> **TASK PROMPT**:
Render every line of the data below as a JSON array of strings, one string per line, leaving out any blank lines.

━━ GIVEN RECORDS ━━

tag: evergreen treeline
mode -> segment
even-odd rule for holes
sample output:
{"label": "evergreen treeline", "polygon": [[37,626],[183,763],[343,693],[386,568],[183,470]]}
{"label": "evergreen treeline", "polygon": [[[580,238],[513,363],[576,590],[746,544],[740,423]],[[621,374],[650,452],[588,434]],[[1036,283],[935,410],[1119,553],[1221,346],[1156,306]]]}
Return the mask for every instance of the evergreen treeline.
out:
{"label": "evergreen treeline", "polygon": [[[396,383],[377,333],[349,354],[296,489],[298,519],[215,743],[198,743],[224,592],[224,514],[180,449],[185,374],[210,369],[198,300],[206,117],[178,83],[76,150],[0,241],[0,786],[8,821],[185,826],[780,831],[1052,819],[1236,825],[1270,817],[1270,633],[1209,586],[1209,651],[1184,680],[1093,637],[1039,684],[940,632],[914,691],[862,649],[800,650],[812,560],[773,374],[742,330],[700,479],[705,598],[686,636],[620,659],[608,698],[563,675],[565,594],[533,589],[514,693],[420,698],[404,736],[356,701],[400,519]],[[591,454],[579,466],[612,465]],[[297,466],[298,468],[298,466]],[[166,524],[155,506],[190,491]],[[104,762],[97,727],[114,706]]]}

━━━

> **SOLVED PROBLEM**:
[
  "tag: evergreen treeline",
  "mode -> segment",
  "even-odd rule for holes",
  "sample output:",
  "{\"label\": \"evergreen treeline\", \"polygon\": [[37,626],[183,763],[343,693],[386,568],[183,470]]}",
  "{\"label\": \"evergreen treeline\", \"polygon\": [[[580,238],[513,363],[576,590],[746,544],[740,423]],[[621,374],[650,452],[588,434]],[[1036,283],[935,410],[1119,553],[1221,346],[1156,306]]]}",
  "Return the mask for every instance of the evergreen treeline.",
  "out:",
  "{\"label\": \"evergreen treeline\", \"polygon\": [[[396,383],[377,333],[349,354],[296,489],[298,519],[215,743],[198,743],[224,592],[224,514],[180,449],[185,374],[210,369],[198,300],[206,117],[178,83],[76,150],[0,241],[0,786],[8,821],[185,826],[780,831],[1052,819],[1236,825],[1270,817],[1270,633],[1209,586],[1209,651],[1184,680],[1093,637],[1039,684],[940,632],[914,691],[862,649],[800,650],[812,560],[773,374],[742,330],[700,479],[705,598],[686,636],[620,659],[608,698],[563,675],[565,594],[533,589],[514,693],[420,698],[404,736],[356,701],[400,519]],[[591,454],[579,466],[612,465]],[[297,466],[298,468],[298,466]],[[166,524],[155,506],[190,491]],[[104,762],[97,727],[114,706]]]}"
]